Task brief
Pick up the article on Sheikh al-Saduq after its last sentence and keep writing it.

Text extract
____________________
Introduction: Amongst the books of Hadith that have been passed down to us throughout the centuries, less is well-known like “Kamal al-Din vaTtamam al-Ni'mah”. In this book –which presents the Shia's perspective about Imam Mahdi's (as) occultation and longevity- many related subjects have been mentioned in a special order and proof of each claim has been put forward using narrations and sound reasoning.
The author of the book is “the elder of the learned scholars (Sheikh al-fuqaha)” and “the leader of Shia narrators (ra’is al-muhaddesin)”, Abu Jafar Muhammad ibn Ali ibn Hussein ibn babvayh al-Qumi (d. 381 AH / 991 AD), known as: “Sheikh al-Saduq”.
In this article, we will briefly introduce “Sheikh al-Saduq” and his book “Perfection of religion and completion of blessings” (Kamal al-Din va Tamam al-Ni'mah).

The Author
Abu Jafar Muhammad ibn Ali ibn Hussein ibn babvayh al-Qumi, known as “Sheikh al-Saduq” was the elder of the scholars of Rey  and the leader of  Khorasan's   Shia’s. Al-Tusi in his book “al-Estebsar”, has referred to him by the title “Imad al-Din (The pillar of religion)”. Ibn Idris has remembered him as “al-Saduq (the truthful)”. Khatib al-Baghdadi has remembered him with honor and Dhahaby (a prominent Sunni scholar) has mentioned him as “the leader of the Imamiah” and Ibn Shahr Ashoob and al-Helli have praised him much.
According to Sayyed ibn Tavoos, there is a consensus among Shia clerics on his justice and he has been called “the charitable and blessed scholar” by Imam Mahdi (as). He was born in 305 AH / 917 AD in the city of Qom following prayers made by Imam Mahdi (as).
He was a pupil of prominent scholars like: his father - Hussein bin Ali bin Babvayh (d. 329 AH / 941 AD), Muhammad ibn Huseinn ibn Ahmad ibn al-Walid, Muhammad bin Ali Majiluye and Ahmad Ibn Ali Ibn Ibrahim al-Qumi. He became famous among Qum Scholars for his talent and genius in learning knowledge. He left Qom for “Rey” which in those times was the capital of the Buwayyids (Ale Buyeh). Once he settled there he attended the school of scholars like Ahmad ibn Muhammad ibn Saqr al-Sa’igh and Muhammad ibn Ibrahim ibn Ishaq al-Taleqani.
____________________
[Dataset excerpt]
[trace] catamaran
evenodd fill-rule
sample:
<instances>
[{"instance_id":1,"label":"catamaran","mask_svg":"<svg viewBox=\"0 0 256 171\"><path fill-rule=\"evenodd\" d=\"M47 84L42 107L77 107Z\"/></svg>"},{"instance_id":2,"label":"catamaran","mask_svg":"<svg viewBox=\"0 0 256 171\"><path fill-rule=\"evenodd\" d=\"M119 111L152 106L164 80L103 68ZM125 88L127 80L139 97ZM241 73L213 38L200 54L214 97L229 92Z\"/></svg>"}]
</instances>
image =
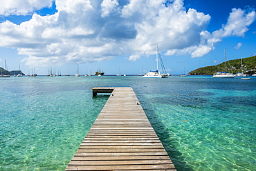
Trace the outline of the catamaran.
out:
<instances>
[{"instance_id":1,"label":"catamaran","mask_svg":"<svg viewBox=\"0 0 256 171\"><path fill-rule=\"evenodd\" d=\"M158 45L156 44L156 70L149 70L147 72L143 77L143 78L167 78L168 74L166 73L165 66L163 66L163 62L161 56L159 52ZM158 71L158 63L161 63L163 71L165 73L161 74Z\"/></svg>"}]
</instances>

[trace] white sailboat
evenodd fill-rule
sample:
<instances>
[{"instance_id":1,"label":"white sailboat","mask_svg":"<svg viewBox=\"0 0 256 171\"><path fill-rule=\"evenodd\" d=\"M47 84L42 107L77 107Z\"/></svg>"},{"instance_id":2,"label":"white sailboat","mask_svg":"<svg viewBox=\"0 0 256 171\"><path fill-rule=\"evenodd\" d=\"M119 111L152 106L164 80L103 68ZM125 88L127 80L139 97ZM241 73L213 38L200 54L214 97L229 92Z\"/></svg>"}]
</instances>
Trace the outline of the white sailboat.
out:
<instances>
[{"instance_id":1,"label":"white sailboat","mask_svg":"<svg viewBox=\"0 0 256 171\"><path fill-rule=\"evenodd\" d=\"M77 63L77 74L75 74L75 77L80 77L80 75L79 74L79 66L78 66L78 63Z\"/></svg>"},{"instance_id":2,"label":"white sailboat","mask_svg":"<svg viewBox=\"0 0 256 171\"><path fill-rule=\"evenodd\" d=\"M237 74L235 74L235 77L247 77L248 75L246 74L244 74L243 72L243 60L242 58L241 57L241 72L237 72Z\"/></svg>"},{"instance_id":3,"label":"white sailboat","mask_svg":"<svg viewBox=\"0 0 256 171\"><path fill-rule=\"evenodd\" d=\"M7 66L6 66L6 60L4 59L4 65L5 65L5 68L6 68L6 73L0 74L0 77L10 77L10 74L6 74L6 71L8 71Z\"/></svg>"},{"instance_id":4,"label":"white sailboat","mask_svg":"<svg viewBox=\"0 0 256 171\"><path fill-rule=\"evenodd\" d=\"M121 76L121 72L120 71L120 67L119 67L119 74L117 74L116 76Z\"/></svg>"},{"instance_id":5,"label":"white sailboat","mask_svg":"<svg viewBox=\"0 0 256 171\"><path fill-rule=\"evenodd\" d=\"M165 73L161 74L158 71L158 62L161 62L162 69ZM165 68L163 66L163 60L161 57L158 45L156 44L156 70L149 70L143 77L143 78L167 78L168 74L166 74Z\"/></svg>"},{"instance_id":6,"label":"white sailboat","mask_svg":"<svg viewBox=\"0 0 256 171\"><path fill-rule=\"evenodd\" d=\"M214 74L212 75L212 78L234 78L234 74L232 73L228 73L227 72L227 60L226 60L226 49L224 49L224 57L225 57L225 72L216 72Z\"/></svg>"}]
</instances>

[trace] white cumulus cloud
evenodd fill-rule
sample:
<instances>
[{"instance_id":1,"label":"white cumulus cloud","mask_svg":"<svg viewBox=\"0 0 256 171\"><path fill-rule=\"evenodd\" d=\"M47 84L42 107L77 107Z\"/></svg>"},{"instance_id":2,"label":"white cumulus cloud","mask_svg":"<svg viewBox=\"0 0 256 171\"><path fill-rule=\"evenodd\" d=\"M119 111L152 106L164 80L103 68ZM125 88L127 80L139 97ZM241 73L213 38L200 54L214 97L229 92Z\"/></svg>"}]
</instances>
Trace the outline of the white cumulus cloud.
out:
<instances>
[{"instance_id":1,"label":"white cumulus cloud","mask_svg":"<svg viewBox=\"0 0 256 171\"><path fill-rule=\"evenodd\" d=\"M0 0L0 15L26 15L51 7L53 0Z\"/></svg>"},{"instance_id":2,"label":"white cumulus cloud","mask_svg":"<svg viewBox=\"0 0 256 171\"><path fill-rule=\"evenodd\" d=\"M241 46L243 45L241 42L238 43L236 46L234 47L235 49L240 49Z\"/></svg>"},{"instance_id":3,"label":"white cumulus cloud","mask_svg":"<svg viewBox=\"0 0 256 171\"><path fill-rule=\"evenodd\" d=\"M52 0L0 0L0 16L26 14ZM182 0L55 0L52 15L0 23L0 46L17 48L31 66L100 61L129 54L129 60L154 53L200 57L227 37L244 37L255 11L232 9L227 23L212 33L210 16L185 9Z\"/></svg>"}]
</instances>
____________________
Response to this task
In 352 AH / 963 AD, al-Saduq went to Mashhad with the permission of Rokn al-Dowlah the lord of the Buwayyids and at the same time learned many narrations from the scholars of Neishabour (a city close to Mashhad). He then returned to Rey and set off for the Hajj pilgrimage near the end of the year 353 AH / 964 AD. On his return Journey he traveled to Iraq and met with its leading scholars. It was in this Journey that he gave al-Mufid (d. 412 AH / 1021 AD) “permission for narration (ijazah)”.
In Baghdad, al-Saduq had scientific and theological debates with the scholars of other religions. Najashi says: “Despite his young age, (Iraq’s) prominent scholars learned hadith from him.” 
In one of his journeys, Al-Saduq met a scholar in Ilaq which is in southeastern Uzbekistan. The scholar was called: ‘Sharif Mohammed Bin Hassan al-avi’ known as “Ne'mah”. It was because of this meeting that al-Saduq wrote his famous book,  “He who has no access to a scholar” (man la yahdharohu al-faqih). 
On returning from Ilaq, he settled in Neishabour and continued promoting Shia beliefs. Writing “Kamal al-Din” happened during this same time. In the introduction of the book he expresses his willingness to return to Rey. After returning to Rey he stayed there till the end of his life in 381 AH / 991 AD. Today, his tomb receives great attention from Shi’s who visit it.
He has written more than three hundred books and booklets of which some have reached us and others have perished in the pages of time.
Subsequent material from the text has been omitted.